A wide-beam canal boat topped with a pop-up roof and populated by at least one contemplative-looking man of the cloth is now moored alongside the Here East tech campus at Hackney Wick, East London. As for the resident cleric, the eye-catching vessel, designed by London-based architecture studio Denizen Works in collaboration with Turks Shipyard and naval architect Tony Tucker, is indeed a fully functional floating house of worship and multipurpose community hub dubbed Genesis. The barge-church, envisioned as a bobbing, buoyant gathering place for the St Columba East London community, is a project of the London Diocese.
As elaborated in a press statement, Genesis was conceived as “a modern-day mission, developing links with growing communities living around the canal in East London over the next 25 years.” The pastel-hued barge will stay moored in its current location next to Here East (a 2012 Summer Olympics leftover that previously served as the media center for the games) along the Lee Navigation, a canalized river, for the next three-to-five years before relocating elsewhere near other East London areas undergoing large-scale regeneration schemes so that it can serve residents seeking an outlet for fellowship, faith, or community activism. Not simply a place of solemn contemplation, the highly adaptable interior of the vessel can be reconfigured to accommodate a diverse range of programming ranging from pilates classes to supper clubs to interfaith celebrations according to the statement. The Genesis can also be rented for private hire and be used by local school groups for secular functions.
In its current location, Genesis will serve the parishes of St Paul Old Ford and St Mary of Eton before lifting anchor so that it can “reach new communities and bridge shifting parishes in the areas of the Diocese of London undergoing urban growth or change.”
“The project showcases what we think our practice is best at: providing innovative and joyful design solutions by drawing on the skills of a close network of collaborators,” said Murray Kerr, founder of Denizen Works, in a statement. “As a mixed-use faith and community project, we feel the boat could be a first step in our thinking about how communities can continue to be served as they grow and move away from traditional locations and building types. Most of all, the project demonstrates what can be achieved when a brave client with an exciting brief believes in an ambitious design team.”

| The data |
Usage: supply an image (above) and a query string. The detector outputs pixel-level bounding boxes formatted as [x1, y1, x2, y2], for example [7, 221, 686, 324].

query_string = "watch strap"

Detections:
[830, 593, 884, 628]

| What this task involves |
Continue the article about Genesis, the floating church barge moored at Hackney Wick, starting after its final paragraph.

| Expected output |
The vessel’s most conspicuous design feature, its hydraulic ram-powered roof, was inspired by both VW camper cans and organ bellows. When fully expanded, the kinetic roof, fabricated from translucent sailcloth and lined with LED lights, serves as a glowing beacon “designed to capture attention and attract footfall to the mission.” With just a push of the button, the accordion-style canopy can be made flat when deemed necessary like when passing under low bridges along the canal.
Inside, the barge’s interiors are welcoming and modern but also, appropriately, on the spartan side to both allow for greater versatility and to reflect the pietistic nature of the space. The floors are green linoleum while plywood walls line the interior, complemented by bespoke plywood stools and folding tables designed by local studio PLYCO that can be broken out for different functions. The bow of Genesis is home to the 60-person capacity (when stationary) assembly hall its perimeter lined with built-in Valchromat benches and “marine-style bulkhead lights.” The all-important altar, designed by Denizen Works, is reminiscent of a boat’s prow and can be folded away and stored when not in use. At the rear of the vessel is a kitchen, a fully accessible, restroom, and an office. A zigzag sail stitch-inspired motif can be throughout Genesis including on its window jalousies, kitchen tiling, and furnishings.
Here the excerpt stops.